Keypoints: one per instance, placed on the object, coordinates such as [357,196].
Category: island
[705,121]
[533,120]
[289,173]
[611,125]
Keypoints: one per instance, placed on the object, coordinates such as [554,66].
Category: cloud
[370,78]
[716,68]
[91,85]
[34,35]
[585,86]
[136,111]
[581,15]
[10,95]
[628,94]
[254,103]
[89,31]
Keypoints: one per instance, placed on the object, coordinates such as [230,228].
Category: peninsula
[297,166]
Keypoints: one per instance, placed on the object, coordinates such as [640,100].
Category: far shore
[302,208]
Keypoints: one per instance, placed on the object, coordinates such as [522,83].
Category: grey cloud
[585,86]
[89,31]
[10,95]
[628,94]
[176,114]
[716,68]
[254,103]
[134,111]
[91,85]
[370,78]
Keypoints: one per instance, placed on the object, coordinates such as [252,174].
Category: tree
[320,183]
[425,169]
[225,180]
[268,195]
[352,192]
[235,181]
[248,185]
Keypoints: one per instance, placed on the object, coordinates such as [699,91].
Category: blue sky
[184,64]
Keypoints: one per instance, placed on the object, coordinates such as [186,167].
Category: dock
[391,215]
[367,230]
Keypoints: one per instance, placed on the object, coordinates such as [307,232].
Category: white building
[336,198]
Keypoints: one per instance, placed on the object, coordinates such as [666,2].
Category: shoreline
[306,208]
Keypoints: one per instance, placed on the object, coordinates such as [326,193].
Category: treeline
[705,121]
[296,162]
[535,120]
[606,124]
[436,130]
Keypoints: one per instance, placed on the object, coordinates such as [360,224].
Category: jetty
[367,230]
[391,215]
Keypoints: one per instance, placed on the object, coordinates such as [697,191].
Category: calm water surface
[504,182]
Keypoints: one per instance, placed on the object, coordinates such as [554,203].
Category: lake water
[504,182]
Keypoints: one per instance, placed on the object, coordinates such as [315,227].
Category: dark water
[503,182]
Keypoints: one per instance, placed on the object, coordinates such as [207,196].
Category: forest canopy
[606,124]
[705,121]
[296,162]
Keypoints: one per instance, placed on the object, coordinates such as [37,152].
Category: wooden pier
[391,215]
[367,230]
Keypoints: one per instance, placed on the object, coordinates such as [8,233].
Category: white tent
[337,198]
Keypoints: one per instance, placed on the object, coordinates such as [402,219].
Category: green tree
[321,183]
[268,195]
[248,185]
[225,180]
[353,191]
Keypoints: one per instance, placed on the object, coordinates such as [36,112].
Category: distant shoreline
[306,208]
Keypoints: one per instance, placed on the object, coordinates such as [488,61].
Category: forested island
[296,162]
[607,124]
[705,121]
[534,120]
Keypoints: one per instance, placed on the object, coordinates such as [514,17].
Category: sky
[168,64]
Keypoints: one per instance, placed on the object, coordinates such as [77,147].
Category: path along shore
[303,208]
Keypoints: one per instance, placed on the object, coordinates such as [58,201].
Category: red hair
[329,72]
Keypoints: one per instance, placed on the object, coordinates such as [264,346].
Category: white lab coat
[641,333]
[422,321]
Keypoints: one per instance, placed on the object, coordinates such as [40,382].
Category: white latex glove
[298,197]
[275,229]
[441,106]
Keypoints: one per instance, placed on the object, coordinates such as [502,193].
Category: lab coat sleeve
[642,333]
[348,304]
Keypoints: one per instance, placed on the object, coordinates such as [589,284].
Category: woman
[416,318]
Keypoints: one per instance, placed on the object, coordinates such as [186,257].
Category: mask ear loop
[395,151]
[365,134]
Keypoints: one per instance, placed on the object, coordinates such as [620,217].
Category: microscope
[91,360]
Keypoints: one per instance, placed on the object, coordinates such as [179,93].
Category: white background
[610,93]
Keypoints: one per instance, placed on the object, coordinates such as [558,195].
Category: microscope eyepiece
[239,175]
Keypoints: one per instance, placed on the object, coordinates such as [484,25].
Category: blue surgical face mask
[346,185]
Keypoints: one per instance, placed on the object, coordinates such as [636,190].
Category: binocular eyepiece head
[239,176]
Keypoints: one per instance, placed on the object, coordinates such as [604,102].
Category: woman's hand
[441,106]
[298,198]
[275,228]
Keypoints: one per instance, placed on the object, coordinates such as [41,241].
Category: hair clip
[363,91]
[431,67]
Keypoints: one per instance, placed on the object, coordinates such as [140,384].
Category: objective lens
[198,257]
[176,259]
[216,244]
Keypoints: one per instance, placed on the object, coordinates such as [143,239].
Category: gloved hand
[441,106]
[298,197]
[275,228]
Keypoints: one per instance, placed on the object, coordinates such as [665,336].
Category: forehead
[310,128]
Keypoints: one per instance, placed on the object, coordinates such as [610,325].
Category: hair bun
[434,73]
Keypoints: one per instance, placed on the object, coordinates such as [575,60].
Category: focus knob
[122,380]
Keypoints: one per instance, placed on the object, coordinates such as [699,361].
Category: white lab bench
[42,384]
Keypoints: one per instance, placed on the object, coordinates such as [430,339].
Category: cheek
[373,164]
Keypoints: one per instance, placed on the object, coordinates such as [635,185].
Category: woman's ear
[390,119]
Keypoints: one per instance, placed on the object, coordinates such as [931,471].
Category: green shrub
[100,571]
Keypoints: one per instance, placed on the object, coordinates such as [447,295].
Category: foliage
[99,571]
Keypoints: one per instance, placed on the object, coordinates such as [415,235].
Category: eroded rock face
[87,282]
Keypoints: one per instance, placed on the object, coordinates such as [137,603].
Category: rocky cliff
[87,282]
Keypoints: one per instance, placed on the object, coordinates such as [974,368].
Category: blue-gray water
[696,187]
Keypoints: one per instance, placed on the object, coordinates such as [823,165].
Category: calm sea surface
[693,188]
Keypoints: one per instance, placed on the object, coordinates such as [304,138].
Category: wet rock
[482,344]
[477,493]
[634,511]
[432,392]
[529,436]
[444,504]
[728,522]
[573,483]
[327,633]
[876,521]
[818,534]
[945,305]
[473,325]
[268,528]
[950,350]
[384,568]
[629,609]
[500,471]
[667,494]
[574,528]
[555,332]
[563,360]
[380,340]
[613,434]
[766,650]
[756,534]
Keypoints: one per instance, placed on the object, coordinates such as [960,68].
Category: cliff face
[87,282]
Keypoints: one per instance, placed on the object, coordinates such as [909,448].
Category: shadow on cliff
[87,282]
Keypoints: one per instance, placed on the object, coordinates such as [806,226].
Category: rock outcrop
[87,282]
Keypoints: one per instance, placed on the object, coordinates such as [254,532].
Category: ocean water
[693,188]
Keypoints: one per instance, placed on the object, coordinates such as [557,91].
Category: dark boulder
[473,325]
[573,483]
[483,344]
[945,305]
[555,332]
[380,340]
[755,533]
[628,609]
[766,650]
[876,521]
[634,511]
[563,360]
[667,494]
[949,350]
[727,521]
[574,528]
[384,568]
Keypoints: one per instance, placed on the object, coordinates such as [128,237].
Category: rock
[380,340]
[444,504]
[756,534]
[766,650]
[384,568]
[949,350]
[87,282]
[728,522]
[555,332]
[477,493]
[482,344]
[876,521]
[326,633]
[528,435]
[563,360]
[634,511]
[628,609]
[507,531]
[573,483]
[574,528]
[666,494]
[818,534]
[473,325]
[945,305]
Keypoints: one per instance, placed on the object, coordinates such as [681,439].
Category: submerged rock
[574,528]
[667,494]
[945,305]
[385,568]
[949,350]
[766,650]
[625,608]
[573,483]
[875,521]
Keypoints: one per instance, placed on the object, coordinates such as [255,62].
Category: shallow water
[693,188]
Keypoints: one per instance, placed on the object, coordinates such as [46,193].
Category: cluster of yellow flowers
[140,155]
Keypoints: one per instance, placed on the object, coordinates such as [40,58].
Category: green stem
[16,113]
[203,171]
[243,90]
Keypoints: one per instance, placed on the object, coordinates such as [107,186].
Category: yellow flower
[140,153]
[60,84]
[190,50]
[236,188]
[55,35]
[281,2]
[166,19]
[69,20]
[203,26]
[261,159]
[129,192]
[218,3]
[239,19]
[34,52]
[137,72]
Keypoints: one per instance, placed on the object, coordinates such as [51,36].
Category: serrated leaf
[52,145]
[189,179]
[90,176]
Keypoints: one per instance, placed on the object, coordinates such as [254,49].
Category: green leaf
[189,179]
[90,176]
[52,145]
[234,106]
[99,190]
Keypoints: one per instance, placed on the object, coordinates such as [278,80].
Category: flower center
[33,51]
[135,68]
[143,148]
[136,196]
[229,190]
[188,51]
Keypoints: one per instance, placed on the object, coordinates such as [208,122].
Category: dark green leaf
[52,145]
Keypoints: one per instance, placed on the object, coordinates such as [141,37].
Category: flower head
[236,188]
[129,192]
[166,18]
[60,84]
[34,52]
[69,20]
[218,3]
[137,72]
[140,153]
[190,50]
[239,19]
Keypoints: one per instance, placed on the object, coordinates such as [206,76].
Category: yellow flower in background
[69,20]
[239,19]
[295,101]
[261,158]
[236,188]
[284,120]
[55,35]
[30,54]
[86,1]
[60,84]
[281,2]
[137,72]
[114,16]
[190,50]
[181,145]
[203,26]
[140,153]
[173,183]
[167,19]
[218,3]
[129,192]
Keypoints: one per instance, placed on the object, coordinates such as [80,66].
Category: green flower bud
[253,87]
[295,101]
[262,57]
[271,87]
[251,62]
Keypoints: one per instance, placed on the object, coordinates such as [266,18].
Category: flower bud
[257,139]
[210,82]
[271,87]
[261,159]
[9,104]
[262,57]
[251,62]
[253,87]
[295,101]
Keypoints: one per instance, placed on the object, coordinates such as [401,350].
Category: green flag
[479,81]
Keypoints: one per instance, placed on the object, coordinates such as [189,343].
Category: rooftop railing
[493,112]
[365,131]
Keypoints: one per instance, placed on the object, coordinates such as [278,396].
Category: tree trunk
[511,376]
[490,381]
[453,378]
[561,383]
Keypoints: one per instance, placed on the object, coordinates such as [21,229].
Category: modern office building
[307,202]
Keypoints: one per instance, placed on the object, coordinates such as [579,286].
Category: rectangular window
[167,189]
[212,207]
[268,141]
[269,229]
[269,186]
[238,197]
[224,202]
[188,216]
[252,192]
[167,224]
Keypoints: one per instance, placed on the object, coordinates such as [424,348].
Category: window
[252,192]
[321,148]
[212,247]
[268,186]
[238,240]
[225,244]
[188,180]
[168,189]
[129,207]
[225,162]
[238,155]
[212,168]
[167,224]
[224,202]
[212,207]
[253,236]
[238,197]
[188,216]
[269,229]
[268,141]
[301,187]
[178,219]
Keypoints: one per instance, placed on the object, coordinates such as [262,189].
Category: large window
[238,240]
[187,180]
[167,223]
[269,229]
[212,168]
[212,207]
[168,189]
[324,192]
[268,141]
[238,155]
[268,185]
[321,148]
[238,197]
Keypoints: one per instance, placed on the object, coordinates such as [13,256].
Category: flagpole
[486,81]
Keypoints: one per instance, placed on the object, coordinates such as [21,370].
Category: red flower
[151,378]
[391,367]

* * *

> **Set task**: Rewrite the part of the material that opens with the line containing "such as [278,396]." and closes with the material's final line, keeping every line. Scale each keypoint coordinate in the answers by 2.25 and round it to a whole number, rounding halves up, and leave all other lines and numbers unchanged.

> **Reply**:
Keypoints: one per instance, placed on the object, coordinates such as [278,396].
Category: tree trunk
[1150,846]
[1103,857]
[1019,851]
[1262,862]
Keypoints: one per instance, placed on the object, coordinates such as [21,229].
Category: modern office building
[691,455]
Keypoints: one per instance, placed on the object, coordinates such as [579,286].
Category: rectangular window
[376,425]
[477,466]
[603,317]
[605,515]
[605,419]
[536,443]
[504,455]
[423,486]
[567,432]
[376,504]
Keypoints: one per instance, placed on the object, coordinates such as [424,348].
Category: window
[567,432]
[722,333]
[477,556]
[603,419]
[536,540]
[506,549]
[423,405]
[378,425]
[290,466]
[506,365]
[536,349]
[477,378]
[376,504]
[504,455]
[477,466]
[569,531]
[536,443]
[423,486]
[605,515]
[603,317]
[677,421]
[401,493]
Keypoints: one per instance, placed on the object, coordinates such as [262,189].
Category: large window
[536,540]
[421,405]
[376,502]
[605,515]
[477,378]
[477,466]
[378,425]
[729,432]
[603,317]
[536,349]
[603,416]
[722,333]
[536,443]
Keypoints: one per instance, placed on the object, coordinates such as [13,256].
Category: flagpole
[1094,182]
Keypoints: one per instance, placed on the object, coordinates such as [21,370].
Category: red flower
[340,851]
[880,826]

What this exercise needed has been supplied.